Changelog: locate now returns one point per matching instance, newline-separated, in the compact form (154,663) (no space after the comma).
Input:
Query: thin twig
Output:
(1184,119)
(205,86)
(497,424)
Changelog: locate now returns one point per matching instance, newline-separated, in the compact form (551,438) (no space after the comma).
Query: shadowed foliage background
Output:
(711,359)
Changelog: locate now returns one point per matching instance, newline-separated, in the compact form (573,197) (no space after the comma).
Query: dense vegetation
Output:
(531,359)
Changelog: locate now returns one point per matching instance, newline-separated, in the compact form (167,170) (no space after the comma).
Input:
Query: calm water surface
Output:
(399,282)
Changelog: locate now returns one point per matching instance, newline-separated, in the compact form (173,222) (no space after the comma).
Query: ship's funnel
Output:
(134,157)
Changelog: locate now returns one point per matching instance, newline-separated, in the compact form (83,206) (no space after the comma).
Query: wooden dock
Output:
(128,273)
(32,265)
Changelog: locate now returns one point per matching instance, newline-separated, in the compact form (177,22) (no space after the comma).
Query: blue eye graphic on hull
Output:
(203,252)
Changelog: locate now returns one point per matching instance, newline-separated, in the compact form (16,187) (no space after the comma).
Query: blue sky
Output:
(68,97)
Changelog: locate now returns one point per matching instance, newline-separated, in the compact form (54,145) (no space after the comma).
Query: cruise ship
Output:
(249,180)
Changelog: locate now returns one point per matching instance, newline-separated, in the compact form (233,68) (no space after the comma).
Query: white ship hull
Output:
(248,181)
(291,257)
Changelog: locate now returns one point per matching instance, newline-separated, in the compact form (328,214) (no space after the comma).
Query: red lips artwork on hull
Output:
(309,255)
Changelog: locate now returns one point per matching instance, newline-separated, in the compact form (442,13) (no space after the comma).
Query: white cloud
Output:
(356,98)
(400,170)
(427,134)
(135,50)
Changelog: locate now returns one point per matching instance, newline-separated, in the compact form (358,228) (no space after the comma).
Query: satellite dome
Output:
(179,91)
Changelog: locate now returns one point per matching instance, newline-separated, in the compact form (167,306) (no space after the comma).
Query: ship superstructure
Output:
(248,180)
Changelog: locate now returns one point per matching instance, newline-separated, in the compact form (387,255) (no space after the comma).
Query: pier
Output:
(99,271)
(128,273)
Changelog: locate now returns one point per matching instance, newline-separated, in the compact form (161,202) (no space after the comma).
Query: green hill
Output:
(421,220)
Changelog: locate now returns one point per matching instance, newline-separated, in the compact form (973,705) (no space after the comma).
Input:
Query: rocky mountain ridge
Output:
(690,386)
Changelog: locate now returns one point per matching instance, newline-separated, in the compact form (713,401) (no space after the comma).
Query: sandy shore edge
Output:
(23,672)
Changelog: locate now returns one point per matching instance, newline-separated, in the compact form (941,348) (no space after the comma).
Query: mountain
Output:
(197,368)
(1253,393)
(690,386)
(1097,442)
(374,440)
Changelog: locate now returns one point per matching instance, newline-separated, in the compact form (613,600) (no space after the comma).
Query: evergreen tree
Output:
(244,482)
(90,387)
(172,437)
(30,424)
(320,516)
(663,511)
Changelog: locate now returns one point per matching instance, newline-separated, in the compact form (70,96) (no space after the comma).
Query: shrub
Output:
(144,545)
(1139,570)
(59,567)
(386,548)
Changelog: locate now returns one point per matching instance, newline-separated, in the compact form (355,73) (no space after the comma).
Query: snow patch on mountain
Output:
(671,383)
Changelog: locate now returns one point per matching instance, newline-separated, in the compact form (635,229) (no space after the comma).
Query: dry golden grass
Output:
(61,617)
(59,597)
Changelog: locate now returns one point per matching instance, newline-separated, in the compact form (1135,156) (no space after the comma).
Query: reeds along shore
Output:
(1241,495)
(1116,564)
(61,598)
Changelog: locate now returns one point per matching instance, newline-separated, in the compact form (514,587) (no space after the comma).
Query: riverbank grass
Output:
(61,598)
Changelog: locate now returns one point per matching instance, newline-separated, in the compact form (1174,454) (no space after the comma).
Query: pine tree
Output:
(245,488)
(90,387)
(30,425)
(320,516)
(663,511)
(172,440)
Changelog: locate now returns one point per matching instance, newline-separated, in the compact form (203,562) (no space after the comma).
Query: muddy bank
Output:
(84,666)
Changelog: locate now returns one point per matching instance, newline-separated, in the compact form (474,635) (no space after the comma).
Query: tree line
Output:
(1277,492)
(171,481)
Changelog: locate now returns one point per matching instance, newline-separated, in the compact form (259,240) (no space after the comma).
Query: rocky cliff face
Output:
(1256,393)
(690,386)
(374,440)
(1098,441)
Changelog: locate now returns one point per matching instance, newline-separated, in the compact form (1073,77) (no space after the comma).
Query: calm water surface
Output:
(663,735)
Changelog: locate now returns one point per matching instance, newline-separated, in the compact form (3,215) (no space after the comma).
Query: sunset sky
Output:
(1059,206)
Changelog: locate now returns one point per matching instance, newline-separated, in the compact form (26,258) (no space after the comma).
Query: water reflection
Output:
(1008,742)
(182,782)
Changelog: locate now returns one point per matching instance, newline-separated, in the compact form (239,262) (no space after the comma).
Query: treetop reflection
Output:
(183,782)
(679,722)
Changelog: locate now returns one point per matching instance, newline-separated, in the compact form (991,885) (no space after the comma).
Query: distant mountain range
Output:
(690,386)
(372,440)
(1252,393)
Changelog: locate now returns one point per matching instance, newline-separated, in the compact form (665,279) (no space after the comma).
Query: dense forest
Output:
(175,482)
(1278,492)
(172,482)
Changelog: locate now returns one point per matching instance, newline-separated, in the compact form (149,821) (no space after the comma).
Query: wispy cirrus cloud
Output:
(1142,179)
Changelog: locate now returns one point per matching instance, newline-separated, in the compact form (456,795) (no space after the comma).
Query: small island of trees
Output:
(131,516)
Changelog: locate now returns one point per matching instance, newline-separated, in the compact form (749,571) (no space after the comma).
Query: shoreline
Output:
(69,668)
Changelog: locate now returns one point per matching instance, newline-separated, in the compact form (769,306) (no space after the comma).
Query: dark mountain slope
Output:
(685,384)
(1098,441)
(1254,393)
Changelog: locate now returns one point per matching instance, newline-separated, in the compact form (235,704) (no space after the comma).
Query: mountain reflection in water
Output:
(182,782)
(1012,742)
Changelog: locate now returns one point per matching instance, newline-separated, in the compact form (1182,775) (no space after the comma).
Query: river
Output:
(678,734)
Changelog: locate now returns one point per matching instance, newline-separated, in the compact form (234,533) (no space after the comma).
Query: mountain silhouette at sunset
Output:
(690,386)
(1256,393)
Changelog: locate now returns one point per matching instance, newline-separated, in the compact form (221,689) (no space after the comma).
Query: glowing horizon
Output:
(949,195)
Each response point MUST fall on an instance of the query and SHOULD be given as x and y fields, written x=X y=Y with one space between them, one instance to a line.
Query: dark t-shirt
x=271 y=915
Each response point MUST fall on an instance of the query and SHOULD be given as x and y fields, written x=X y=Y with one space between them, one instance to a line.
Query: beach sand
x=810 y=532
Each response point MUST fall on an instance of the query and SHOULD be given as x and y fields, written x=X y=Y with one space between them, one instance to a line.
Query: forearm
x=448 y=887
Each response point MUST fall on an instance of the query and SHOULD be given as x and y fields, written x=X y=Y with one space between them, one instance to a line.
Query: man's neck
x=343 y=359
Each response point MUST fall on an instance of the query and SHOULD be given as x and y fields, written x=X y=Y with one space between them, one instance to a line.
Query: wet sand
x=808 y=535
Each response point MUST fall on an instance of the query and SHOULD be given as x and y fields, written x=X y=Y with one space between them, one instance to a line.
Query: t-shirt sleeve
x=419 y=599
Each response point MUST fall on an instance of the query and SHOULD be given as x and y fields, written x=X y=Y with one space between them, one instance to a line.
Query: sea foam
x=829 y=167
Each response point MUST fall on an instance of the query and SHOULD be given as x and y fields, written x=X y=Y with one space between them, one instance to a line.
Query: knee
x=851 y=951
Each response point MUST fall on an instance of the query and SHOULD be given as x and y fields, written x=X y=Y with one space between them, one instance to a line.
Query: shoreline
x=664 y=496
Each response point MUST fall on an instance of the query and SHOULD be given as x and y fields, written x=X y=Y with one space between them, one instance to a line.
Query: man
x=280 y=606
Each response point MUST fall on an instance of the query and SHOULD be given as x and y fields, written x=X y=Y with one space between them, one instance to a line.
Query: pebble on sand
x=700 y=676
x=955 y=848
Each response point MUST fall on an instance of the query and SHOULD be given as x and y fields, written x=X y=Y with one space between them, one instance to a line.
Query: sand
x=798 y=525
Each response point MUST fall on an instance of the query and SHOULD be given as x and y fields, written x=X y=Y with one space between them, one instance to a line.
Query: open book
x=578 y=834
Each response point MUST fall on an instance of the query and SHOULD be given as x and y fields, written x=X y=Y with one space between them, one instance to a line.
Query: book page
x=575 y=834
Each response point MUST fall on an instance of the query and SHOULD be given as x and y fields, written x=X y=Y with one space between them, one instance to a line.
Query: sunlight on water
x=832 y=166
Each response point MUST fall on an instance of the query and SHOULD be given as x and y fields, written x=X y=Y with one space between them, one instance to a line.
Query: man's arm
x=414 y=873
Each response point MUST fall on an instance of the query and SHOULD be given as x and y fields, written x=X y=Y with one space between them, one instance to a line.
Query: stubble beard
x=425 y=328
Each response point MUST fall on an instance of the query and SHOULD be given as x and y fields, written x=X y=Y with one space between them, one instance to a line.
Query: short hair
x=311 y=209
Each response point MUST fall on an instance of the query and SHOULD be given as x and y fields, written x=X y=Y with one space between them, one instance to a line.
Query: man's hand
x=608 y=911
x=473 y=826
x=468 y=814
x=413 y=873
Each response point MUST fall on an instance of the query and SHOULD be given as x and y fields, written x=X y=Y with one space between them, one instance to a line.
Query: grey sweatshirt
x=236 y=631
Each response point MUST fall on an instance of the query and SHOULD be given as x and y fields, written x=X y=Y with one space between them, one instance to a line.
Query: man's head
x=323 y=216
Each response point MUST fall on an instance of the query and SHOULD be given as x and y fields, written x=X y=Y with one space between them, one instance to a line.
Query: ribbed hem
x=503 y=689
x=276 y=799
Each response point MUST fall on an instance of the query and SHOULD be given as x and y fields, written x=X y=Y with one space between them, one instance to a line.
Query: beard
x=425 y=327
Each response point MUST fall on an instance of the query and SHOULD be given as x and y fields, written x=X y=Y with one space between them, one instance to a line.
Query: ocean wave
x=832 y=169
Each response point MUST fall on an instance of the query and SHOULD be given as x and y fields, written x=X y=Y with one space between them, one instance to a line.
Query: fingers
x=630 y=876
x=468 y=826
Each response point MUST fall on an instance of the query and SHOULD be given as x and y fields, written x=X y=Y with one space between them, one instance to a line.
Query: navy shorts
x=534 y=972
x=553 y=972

### Task requirements
Please pull out every line of the entries above that contains the word "white" and leave out all other lines; case counts.

### Task answer
Query: white ship hull
Query: white cloud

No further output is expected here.